**INSTRUCCIÓN 1**
Copia de nuevo las líneas de las entradas, empezando en la que contiene "I'm certain the dried hibiscus" y terminando en la que contiene "[266,38,285,63]", ambas incluidas y sin omitir ninguna. Desplaza cada coordenada de las respuestas sumándole 56.
++++ TEXTO PROPORCIONADO ++++
"Muerto está el pueblo cuyos dioses mueren", Stefan George

Se ha especulado mucho sobre el 'ángel terrible' de Rilke. ¿Qué nos pretendió decir el poeta? En una carta de 1925, dirigida a Witold Hulewicz, escribe: "El ángel de las Elegías es aquella esencia que se ofrece como fiadora para reconocer en lo invisible una categoría más elevada de realidad. De aquí que sea 'terrible' para nosotros, porque nosotros, que somos sus amantes y transformadores, estamos sin embargo adheridos a lo invisible". La idea de que lo real se extiende más allá de lo visible choca con la mentalidad contemporánea, donde se ha impuesto que la verdad siempre es una evidencia empírica. Desde esa perspectiva, Dios solo sería una fantasía. Esta interpretación goza del respaldo de una gran parte de la comunidad científica, pero lo cierto es que no responde a las preguntas esenciales de la vida. Seguimos interrogándonos sobre el origen de lo real, la naturaleza del bien o el sentido de la existencia. Y no somos capaces de explicar el hecho estético, pues las teorías basadas en principios como la simetría, la armonía o el equilibrio nos parecen insuficientes para explicar el asombro y temblor que nos produce la belleza. Un laboratorio jamás resolverá estos problemas. El 'ángel terrible' de Rilke sigue anunciando ese territorio que muchos consideran imaginario, pero que otros conciben como la morada de los grandes misterios, como Dios, el origen de la vida y la hipotética pervivencia del alma después de la muerte.  

Hoy en día, la filosofía se muere de academicismo. Entre el pensamiento débil, la nota erudita y la pesquisa filológica, apenas se atreve a formular nuevas interpretaciones de la realidad. Las ideas alumbradas por los filósofos del pasado flotan a la deriva, como fragmentos de civilizaciones que se han extinguido y que ya solo poseen un interés arqueológico. Algunos consideran que este escenario es una buena noticia, pues la liquidez y lo fragmentario garantizan la autonomía del sujeto, liberándole de la tutela de las ideologías. No seré yo quien reivindique las ideologías, pero sí considero que el ser humano necesita certezas, raíces, convicciones. Sin una idea de verdad, no es posible afrontar la vida con serenidad y esperanza.
++++
**INSTRUCCIÓN 2**
Según el texto sobre el ángel de Rilke, ¿a quién iba dirigida la carta de 1925?
++++ ENTRADAS DE ORIGEN ++++
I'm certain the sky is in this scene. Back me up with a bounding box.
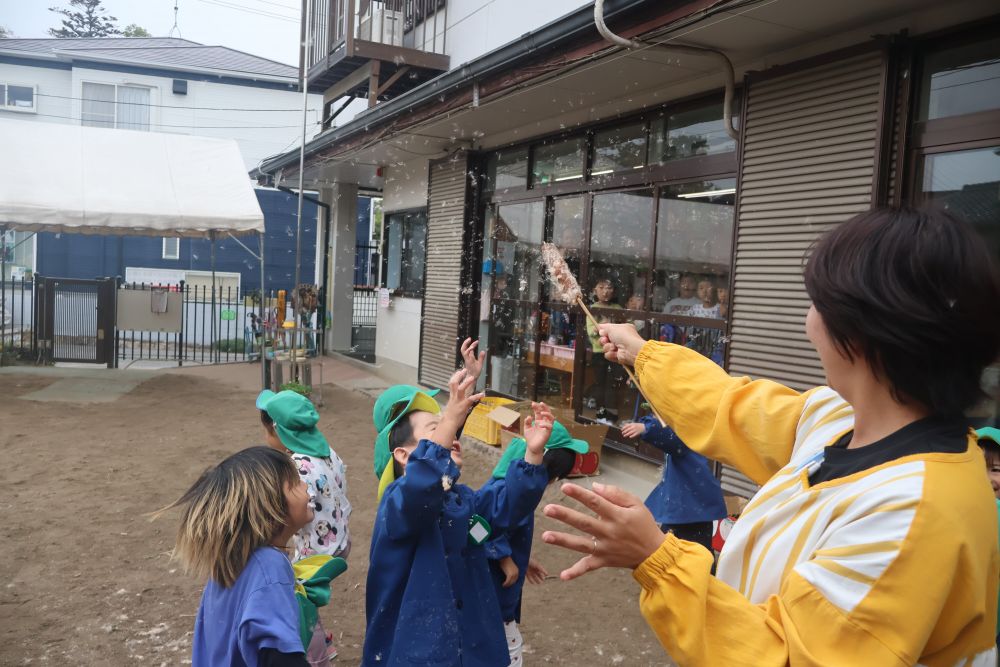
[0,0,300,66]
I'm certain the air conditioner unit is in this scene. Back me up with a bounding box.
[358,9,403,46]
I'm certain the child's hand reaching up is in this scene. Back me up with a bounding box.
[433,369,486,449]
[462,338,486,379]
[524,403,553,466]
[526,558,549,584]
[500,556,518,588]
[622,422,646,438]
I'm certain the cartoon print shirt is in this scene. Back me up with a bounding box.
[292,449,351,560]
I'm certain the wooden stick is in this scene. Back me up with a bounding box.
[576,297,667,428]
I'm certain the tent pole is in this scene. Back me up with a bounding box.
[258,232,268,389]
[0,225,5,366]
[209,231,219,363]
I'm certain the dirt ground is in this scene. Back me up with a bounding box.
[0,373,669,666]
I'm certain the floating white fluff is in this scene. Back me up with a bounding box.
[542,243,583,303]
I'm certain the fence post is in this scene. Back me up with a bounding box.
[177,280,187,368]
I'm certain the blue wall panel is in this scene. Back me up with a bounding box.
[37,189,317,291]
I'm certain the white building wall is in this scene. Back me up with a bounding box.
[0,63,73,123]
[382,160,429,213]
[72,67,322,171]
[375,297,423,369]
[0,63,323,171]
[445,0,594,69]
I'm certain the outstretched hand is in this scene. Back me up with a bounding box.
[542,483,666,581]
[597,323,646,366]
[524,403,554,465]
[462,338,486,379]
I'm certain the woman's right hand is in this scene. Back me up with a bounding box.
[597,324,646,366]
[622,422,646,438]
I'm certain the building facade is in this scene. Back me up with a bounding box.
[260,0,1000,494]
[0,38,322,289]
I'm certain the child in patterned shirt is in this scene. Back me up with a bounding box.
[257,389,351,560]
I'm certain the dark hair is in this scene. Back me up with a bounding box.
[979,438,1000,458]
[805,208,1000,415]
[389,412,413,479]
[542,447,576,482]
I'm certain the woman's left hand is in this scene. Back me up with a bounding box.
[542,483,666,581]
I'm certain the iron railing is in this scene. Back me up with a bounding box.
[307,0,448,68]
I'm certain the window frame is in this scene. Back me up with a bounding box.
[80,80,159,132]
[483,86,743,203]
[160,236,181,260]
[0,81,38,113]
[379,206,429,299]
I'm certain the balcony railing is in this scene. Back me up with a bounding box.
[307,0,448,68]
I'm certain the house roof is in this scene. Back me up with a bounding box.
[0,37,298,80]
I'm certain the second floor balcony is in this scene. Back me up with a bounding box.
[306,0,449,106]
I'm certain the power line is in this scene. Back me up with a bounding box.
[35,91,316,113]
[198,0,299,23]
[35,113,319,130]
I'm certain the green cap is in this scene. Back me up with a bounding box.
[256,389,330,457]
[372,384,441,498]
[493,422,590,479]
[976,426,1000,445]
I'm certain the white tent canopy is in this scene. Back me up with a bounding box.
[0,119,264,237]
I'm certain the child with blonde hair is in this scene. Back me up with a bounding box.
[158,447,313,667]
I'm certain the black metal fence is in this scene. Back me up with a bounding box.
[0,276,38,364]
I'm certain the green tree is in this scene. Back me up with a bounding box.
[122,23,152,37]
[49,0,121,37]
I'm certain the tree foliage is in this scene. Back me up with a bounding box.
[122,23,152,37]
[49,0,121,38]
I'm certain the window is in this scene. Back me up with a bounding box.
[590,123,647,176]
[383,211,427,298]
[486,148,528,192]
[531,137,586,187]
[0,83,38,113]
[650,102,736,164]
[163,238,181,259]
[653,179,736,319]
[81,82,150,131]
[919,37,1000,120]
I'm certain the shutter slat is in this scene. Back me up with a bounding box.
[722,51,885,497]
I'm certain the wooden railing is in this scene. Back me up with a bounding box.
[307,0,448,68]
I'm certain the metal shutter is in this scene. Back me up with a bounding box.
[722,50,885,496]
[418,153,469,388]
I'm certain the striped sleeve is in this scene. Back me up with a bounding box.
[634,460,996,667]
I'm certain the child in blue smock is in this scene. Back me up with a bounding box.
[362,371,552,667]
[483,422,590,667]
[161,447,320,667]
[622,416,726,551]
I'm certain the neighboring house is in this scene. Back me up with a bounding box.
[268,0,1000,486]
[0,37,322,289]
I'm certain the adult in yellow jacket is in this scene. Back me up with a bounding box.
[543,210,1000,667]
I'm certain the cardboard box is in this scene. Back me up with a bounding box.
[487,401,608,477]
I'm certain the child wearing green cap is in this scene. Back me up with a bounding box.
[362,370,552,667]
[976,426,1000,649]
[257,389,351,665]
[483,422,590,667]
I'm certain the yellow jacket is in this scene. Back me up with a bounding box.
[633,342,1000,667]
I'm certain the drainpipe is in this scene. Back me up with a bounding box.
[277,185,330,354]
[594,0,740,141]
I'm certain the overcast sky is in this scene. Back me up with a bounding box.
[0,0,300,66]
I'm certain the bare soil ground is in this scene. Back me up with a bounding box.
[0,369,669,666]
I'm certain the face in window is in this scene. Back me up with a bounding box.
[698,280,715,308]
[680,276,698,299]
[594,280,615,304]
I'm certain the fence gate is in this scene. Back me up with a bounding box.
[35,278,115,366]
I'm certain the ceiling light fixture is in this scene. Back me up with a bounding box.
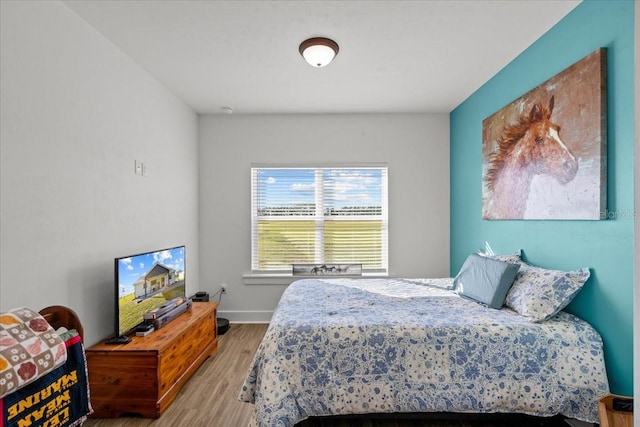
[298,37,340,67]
++++
++++ ENTRADAS DE ORIGEN ++++
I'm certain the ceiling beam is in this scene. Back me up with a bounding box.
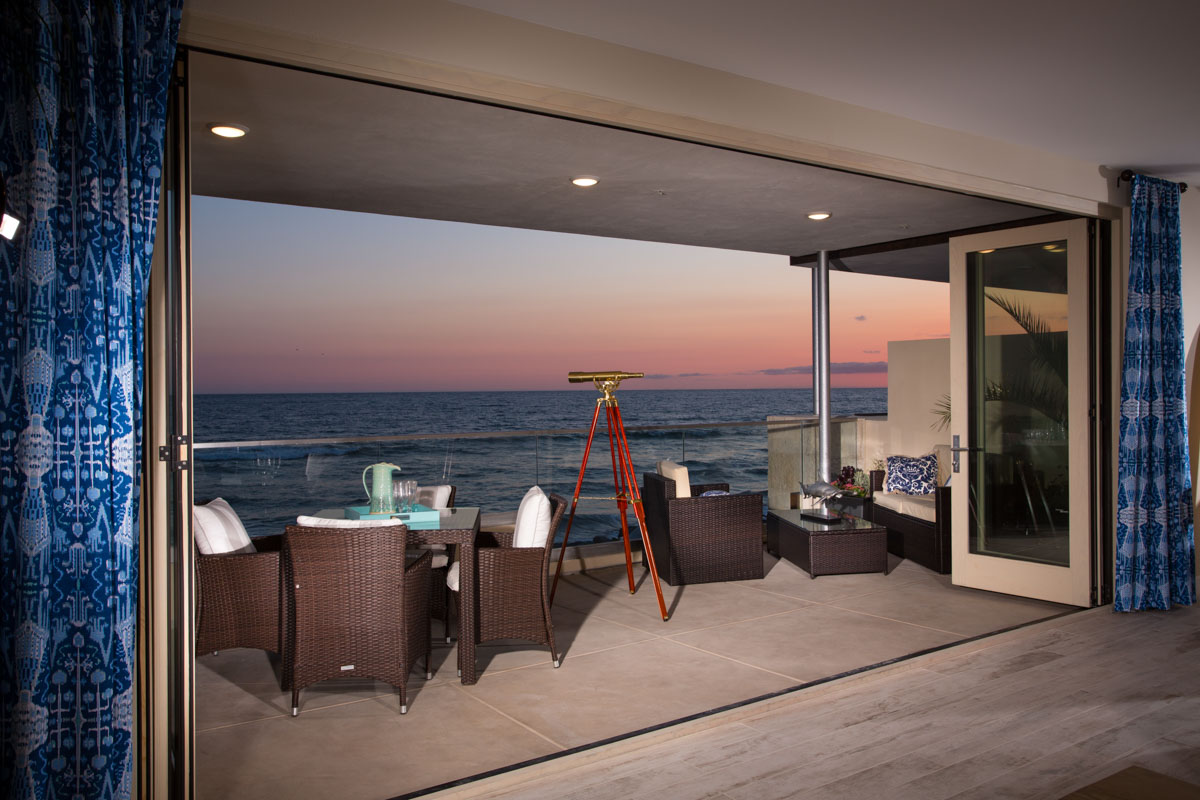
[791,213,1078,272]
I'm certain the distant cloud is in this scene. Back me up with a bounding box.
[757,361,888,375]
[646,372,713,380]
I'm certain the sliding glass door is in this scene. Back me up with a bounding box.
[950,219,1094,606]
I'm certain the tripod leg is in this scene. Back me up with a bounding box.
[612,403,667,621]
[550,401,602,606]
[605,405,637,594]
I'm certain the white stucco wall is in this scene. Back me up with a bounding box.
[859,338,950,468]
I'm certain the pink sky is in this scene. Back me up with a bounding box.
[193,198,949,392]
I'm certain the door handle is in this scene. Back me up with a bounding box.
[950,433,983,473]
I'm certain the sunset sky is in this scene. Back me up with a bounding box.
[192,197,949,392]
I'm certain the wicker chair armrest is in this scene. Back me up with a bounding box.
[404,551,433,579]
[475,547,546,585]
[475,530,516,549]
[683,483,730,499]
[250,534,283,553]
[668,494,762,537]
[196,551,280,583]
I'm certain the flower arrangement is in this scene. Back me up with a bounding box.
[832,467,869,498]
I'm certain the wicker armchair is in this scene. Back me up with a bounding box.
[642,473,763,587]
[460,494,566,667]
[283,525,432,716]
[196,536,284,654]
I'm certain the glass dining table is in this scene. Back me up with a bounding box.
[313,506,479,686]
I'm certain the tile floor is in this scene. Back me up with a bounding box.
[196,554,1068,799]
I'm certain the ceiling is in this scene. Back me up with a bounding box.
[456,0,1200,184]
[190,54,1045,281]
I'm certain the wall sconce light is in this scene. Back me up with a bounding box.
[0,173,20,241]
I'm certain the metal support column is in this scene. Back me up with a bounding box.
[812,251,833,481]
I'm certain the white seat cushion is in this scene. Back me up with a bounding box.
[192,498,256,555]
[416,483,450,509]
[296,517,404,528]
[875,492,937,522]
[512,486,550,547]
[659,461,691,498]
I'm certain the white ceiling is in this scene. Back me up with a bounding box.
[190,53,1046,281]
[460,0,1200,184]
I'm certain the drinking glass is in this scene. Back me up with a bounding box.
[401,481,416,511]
++++
++++ ENTRADAS DE ORIGEN ++++
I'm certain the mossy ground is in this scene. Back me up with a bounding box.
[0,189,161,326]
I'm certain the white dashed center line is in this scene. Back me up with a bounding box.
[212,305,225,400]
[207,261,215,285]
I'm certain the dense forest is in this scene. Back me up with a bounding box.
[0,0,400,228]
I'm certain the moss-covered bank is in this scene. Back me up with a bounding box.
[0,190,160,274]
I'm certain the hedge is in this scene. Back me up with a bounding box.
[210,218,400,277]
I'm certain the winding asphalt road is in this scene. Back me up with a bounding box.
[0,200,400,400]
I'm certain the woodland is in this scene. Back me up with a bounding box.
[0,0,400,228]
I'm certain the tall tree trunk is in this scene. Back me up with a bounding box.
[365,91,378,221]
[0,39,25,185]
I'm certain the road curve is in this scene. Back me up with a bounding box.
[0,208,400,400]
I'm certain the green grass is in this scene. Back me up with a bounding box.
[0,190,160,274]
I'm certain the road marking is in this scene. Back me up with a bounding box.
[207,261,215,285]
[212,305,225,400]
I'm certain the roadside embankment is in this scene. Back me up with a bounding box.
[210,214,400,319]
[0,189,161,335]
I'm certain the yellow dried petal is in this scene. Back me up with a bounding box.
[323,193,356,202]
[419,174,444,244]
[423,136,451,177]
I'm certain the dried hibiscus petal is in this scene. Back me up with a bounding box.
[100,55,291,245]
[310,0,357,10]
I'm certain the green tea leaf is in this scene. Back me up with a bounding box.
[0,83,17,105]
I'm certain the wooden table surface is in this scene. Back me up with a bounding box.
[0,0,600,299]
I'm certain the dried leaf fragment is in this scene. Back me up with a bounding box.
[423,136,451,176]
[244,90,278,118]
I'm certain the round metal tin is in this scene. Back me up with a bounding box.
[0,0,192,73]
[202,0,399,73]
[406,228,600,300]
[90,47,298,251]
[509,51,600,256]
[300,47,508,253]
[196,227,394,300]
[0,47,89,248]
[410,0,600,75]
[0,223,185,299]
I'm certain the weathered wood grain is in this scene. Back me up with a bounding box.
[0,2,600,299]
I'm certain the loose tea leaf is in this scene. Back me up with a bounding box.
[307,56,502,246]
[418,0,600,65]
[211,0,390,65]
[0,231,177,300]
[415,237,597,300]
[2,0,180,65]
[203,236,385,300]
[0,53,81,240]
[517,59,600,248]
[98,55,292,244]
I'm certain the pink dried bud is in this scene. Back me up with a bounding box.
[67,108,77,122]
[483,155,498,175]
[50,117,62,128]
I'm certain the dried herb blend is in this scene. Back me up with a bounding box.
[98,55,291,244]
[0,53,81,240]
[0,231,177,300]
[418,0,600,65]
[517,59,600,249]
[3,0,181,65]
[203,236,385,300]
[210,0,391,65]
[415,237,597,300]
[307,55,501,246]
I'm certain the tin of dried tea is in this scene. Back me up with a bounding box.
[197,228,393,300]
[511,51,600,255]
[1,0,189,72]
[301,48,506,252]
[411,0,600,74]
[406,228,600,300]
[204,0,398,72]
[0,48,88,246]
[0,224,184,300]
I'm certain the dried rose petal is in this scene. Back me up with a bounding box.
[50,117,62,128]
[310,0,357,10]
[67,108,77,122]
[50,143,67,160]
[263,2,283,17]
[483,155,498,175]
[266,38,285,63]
++++
**RESPUESTA 1**
I'm certain the dried hibiscus petal is in this scene. Back me up with a bounding box.
[156,111,347,301]
[366,56,413,66]
I'm certain the green tea leaf is in this scene. Back me up with a bounding box.
[56,139,73,161]
I'm certain the wooden table surface is in this scene. Back me up with a bounding box.
[56,56,656,355]
I'm certain the dried leaf fragment is in this scene. Back me up with a bounding box.
[479,192,507,232]
[300,146,334,174]
I'm certain the round metal tin is in this scene. Back me up with a bounding box.
[56,56,248,129]
[258,56,455,129]
[462,284,656,356]
[146,103,354,307]
[565,107,656,312]
[356,103,564,309]
[252,283,450,356]
[56,103,145,304]
[466,56,656,131]
[56,279,241,355]
I'm certain the weathered wood grain is in this scene. Back me up with a bounding box.
[56,58,656,355]
I'm certain the loose tea leaf is in this scene. Back me up with a bounding box.
[363,112,558,302]
[474,56,656,121]
[267,56,446,121]
[56,287,233,356]
[471,293,653,356]
[58,56,236,121]
[259,292,441,356]
[56,109,137,296]
[573,115,656,304]
[154,111,348,300]
I'm certain the pink dried bud is in this scene. Back me up with a bounding box.
[123,164,133,178]
[539,211,554,231]
[106,173,118,184]
I'm certain the dried herb blend is in this scene. Back me up with a bounding box.
[154,111,347,300]
[56,109,137,296]
[56,287,233,356]
[474,56,656,121]
[573,115,656,305]
[59,56,237,121]
[259,292,441,356]
[266,56,447,121]
[471,293,653,356]
[363,111,557,302]
I'm certain the tin of dried tea is in this scene. Back me up with a bounding box.
[253,284,449,356]
[567,107,656,311]
[57,56,245,128]
[357,104,562,308]
[467,56,656,130]
[462,284,656,356]
[260,56,454,128]
[56,104,144,302]
[56,280,240,356]
I'm certain the dried rose petal is in this scene. Back me up with a bounding box.
[106,173,118,184]
[366,56,413,66]
[123,164,133,178]
[106,199,123,216]
[319,58,339,73]
[539,211,554,231]
[322,94,341,119]

**RESPUESTA 2**
A Witold Hulewicz.